• PROBLEMS AND TASKS:
1. Answer these questions from the passage on God's love:
(a) Which words does the passage say express life's most fundamental decision?
(b) From which book did the pious Jew pray daily the words that expressed the heart of his existence?
(c) In which book is the commandment "You shall love your neighbor as yourself" found?
2. Take the passage on God's love further, starting after its last sentence.

• PASSAGE SHOWN:
--------

Every Christian I have ever met, if they have living faith in Jesus Christ, knows that God is love. Yet few Christians in the West live like they really believe this to be true. These words – “God is love” – express life’s most fundamental decision.
Pope Benedict XVI’s first encyclical put it this way:
Being Christian is not the result of an ethical choir or a lofty idea, but the encounter with an event, a person, which gives life a new horizon and a decisive direction. Saint John’s Gospel describes that event in these words: “God so love the world that he gave his only Son, that whoever believes in him should . . . have eternal life (3:16). In acknowledging the centrality of love, Christian faith has retained the core of Israel’s faith, while at the same time giving it new depth and breadth.The pious Jew prayed daily the words of the Book of Deuteronomy which expressed the heart of his existence: “Hear, O Israel: the Lord our God is one Lord, and you shall love the Lord your God with all your heart, and with all your soul, and with all your might (6:4-5). Jesus united into a single precept this commandment of love for God and the commandment of love for neighbor found in the Book of Leviticus: “You shall love your neighbor as yourself” (19:18; cf. Mk 12:29-31). Since God has first loved us (cf. 1 John 4;10), love is now no longer a mere “command”; it is the response to the gift of love with which God draws near to us (God Is Love, 7-8).

--------

Entries pointing to named objects
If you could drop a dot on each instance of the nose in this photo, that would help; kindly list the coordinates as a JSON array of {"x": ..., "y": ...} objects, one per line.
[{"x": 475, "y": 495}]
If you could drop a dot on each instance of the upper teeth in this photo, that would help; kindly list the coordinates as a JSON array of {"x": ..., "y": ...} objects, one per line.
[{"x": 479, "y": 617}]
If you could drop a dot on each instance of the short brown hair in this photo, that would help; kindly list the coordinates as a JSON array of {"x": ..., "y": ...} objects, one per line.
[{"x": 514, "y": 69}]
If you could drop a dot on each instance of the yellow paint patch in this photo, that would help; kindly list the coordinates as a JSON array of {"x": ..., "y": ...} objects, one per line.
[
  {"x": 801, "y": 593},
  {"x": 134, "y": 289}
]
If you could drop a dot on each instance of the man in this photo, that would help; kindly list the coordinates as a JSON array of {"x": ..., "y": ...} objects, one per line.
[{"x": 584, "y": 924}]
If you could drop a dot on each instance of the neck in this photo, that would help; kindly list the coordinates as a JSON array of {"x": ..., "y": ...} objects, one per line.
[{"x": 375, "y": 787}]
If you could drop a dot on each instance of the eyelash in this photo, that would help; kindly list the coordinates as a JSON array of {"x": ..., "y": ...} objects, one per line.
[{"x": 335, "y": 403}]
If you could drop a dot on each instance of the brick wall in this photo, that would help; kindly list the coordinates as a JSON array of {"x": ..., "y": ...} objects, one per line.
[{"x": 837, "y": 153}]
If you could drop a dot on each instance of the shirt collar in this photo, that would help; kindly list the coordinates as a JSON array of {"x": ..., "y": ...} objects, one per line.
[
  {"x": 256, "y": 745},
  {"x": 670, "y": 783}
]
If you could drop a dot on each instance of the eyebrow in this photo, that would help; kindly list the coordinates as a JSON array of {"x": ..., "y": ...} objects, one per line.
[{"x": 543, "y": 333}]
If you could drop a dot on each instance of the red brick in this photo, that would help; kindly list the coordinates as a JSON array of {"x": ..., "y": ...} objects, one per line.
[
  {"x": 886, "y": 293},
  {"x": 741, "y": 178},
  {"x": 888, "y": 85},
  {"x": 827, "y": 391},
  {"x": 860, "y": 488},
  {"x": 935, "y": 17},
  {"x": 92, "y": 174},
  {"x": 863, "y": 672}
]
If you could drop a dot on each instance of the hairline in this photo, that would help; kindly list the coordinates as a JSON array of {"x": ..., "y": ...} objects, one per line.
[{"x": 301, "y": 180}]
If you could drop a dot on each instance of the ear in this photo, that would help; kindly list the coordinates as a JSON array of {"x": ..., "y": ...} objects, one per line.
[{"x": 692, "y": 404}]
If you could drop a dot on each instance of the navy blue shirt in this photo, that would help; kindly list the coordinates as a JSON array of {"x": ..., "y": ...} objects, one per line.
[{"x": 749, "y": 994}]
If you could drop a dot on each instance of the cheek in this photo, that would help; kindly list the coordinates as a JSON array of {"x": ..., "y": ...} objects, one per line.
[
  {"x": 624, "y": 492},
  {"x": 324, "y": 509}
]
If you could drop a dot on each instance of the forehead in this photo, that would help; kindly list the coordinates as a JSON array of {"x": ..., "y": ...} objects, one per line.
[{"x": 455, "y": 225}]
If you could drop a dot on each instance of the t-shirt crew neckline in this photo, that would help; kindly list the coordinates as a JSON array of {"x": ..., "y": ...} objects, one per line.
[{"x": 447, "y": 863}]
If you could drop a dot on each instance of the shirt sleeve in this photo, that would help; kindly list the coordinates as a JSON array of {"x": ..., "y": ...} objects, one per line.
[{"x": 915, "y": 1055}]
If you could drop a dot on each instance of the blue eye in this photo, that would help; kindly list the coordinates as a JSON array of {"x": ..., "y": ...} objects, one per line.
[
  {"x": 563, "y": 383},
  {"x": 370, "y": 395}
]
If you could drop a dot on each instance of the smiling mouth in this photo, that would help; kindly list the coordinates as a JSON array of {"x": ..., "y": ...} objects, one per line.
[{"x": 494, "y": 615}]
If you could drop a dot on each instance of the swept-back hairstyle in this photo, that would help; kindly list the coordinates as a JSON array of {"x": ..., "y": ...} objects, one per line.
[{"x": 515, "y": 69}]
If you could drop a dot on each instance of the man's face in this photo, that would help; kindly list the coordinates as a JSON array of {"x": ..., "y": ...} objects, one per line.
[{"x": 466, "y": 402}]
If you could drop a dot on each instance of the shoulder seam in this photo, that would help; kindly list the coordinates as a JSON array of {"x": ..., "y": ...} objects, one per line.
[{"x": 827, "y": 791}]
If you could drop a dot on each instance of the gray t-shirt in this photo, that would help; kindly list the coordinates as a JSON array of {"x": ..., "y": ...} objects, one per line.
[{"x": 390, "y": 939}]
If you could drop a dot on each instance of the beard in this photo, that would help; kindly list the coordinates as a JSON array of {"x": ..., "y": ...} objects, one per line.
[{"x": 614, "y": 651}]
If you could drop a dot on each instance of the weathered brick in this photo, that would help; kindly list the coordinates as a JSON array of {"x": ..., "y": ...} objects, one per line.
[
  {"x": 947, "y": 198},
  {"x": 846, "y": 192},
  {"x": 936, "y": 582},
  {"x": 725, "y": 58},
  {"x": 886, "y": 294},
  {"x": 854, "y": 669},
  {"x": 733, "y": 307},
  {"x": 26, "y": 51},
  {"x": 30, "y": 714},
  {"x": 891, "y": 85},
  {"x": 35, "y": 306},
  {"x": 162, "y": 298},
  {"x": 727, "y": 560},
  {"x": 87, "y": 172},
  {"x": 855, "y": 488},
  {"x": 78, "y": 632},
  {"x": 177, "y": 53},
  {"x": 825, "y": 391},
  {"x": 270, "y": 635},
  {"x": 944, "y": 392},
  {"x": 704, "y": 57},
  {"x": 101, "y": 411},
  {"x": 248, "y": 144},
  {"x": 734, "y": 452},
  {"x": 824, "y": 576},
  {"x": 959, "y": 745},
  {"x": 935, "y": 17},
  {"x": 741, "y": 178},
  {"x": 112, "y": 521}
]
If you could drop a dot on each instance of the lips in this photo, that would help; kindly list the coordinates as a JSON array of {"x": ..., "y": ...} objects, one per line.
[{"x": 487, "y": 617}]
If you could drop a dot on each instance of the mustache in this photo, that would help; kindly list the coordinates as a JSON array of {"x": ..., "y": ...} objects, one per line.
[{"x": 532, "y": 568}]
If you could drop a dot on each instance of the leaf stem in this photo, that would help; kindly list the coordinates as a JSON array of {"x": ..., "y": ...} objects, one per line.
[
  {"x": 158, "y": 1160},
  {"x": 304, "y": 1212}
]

--------

• RESPONSES TO THE TASKS:
1.
(a) "God is love"
(b) The Book of Deuteronomy
(c) The Book of Leviticus

2.
In issuing his first encyclical Pope Benedict expressly said that he wanted to clarify some essential facts concerning the love which God mysteriously and gratuitously offers to man.(According to its etymology, an encyclical, from the Greek egkyklios, kyklos meaning a circle) is a circular letter. In modern times the term is used almost exclusively to denote certain papal documents explicitly addressed to the universal church.) Deus Caritas Est (God Is Love) was the first such document written and published by Pope Benedict XVI. It contains some of the richest and most highly developed doctrinal teaching on God and eternal love ever written.
Everyone needs love. And everyone desires love. But clearly not everyone understands love. The truth is that there may be no more misunderstood word, or subject, in all of human history than love. To say the word is problematic seems to be obvious to anyone who speaks English.
To say that “God is love” is to make the most astounding statement about the nature and essence of God ever made. It exceeds our imagination. At the center of what appears to be darkness and absence Christianity asserts that there is presence and love. “The world is filled with a Presence for which we may have no name, whose existence we cannot prove, but which we can recognize, experience and marvel at.”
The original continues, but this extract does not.